-- ASSIGNED TASK --
Among the lines below, how many carry the string "roof"? Reply with a number and nothing else.

-- GIVEN ENTRIES --
- - -
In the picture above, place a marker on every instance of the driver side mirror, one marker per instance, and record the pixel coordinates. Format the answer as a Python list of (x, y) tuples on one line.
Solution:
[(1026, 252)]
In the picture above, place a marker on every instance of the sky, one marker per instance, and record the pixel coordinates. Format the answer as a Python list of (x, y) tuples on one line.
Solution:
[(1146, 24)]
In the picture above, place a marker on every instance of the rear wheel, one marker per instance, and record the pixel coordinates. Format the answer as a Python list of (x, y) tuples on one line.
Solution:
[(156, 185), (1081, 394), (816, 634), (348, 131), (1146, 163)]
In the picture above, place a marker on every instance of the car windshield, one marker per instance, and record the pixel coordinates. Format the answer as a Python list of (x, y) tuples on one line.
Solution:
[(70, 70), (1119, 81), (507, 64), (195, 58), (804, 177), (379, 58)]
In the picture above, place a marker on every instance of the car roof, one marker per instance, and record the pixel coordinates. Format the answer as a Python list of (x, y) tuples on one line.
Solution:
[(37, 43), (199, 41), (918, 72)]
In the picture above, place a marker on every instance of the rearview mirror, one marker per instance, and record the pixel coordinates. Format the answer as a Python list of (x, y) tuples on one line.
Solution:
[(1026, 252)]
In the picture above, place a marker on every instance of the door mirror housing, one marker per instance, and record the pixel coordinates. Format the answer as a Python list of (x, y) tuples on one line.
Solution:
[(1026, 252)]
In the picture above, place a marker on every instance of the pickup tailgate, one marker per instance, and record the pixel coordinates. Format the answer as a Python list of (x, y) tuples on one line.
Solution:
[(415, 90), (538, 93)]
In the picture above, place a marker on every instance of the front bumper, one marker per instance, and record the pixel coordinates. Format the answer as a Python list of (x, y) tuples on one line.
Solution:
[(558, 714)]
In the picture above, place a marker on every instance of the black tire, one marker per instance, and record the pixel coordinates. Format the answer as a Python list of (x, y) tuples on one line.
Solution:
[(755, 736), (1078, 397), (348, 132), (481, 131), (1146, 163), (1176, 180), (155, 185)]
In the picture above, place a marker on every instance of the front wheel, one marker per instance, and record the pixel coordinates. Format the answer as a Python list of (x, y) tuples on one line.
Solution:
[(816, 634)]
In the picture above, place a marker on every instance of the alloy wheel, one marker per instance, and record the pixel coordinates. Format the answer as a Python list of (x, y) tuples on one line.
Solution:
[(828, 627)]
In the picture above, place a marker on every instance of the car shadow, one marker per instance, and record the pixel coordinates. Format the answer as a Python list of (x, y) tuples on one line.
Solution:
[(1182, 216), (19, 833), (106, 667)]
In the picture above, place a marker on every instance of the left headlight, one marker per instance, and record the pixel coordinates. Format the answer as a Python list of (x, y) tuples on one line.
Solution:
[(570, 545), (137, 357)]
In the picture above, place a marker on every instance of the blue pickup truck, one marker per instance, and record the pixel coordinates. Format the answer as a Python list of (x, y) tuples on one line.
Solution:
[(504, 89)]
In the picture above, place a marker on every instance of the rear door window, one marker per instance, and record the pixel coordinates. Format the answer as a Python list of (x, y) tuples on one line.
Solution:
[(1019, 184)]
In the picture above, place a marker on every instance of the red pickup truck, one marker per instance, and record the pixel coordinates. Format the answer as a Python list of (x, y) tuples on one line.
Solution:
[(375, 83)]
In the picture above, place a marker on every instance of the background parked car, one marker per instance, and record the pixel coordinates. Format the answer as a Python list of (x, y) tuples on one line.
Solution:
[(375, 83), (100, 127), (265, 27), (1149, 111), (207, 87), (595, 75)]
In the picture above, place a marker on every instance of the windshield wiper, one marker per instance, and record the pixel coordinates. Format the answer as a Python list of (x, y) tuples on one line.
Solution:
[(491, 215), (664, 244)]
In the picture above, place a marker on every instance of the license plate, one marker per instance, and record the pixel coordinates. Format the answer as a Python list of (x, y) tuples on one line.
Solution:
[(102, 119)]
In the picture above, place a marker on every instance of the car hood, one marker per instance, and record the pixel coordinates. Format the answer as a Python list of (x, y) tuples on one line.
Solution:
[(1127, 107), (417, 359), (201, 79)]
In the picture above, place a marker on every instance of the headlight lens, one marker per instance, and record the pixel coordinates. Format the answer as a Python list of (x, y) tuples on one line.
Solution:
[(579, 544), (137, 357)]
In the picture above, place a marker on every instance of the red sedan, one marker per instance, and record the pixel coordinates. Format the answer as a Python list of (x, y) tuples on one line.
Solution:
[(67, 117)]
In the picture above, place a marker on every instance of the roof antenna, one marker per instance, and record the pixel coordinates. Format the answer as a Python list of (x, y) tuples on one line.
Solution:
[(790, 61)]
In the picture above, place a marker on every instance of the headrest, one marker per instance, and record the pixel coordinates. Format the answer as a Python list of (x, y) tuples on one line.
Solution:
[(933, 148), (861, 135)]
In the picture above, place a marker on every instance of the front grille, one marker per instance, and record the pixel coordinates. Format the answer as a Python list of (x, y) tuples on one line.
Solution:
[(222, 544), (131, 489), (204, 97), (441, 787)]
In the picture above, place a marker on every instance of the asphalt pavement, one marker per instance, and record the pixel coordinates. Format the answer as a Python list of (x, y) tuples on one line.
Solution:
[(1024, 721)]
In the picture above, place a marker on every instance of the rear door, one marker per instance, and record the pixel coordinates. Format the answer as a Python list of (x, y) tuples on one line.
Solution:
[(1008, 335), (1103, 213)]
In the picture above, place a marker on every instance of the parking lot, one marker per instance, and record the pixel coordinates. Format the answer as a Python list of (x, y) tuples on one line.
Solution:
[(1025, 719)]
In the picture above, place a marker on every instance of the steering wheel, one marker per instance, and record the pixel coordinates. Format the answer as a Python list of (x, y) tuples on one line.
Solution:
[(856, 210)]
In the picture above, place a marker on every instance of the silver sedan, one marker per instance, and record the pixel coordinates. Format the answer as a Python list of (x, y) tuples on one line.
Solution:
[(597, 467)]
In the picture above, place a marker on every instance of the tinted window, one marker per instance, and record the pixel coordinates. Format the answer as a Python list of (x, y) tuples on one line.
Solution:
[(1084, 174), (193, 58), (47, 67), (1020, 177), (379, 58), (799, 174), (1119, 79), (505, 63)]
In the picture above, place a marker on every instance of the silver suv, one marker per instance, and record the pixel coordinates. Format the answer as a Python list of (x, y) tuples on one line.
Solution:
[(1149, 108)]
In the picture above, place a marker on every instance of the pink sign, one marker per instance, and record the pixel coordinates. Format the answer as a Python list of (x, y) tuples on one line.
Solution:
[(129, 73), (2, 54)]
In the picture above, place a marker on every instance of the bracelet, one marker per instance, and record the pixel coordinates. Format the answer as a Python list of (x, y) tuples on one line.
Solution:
- - -
-- TASK RESULT --
2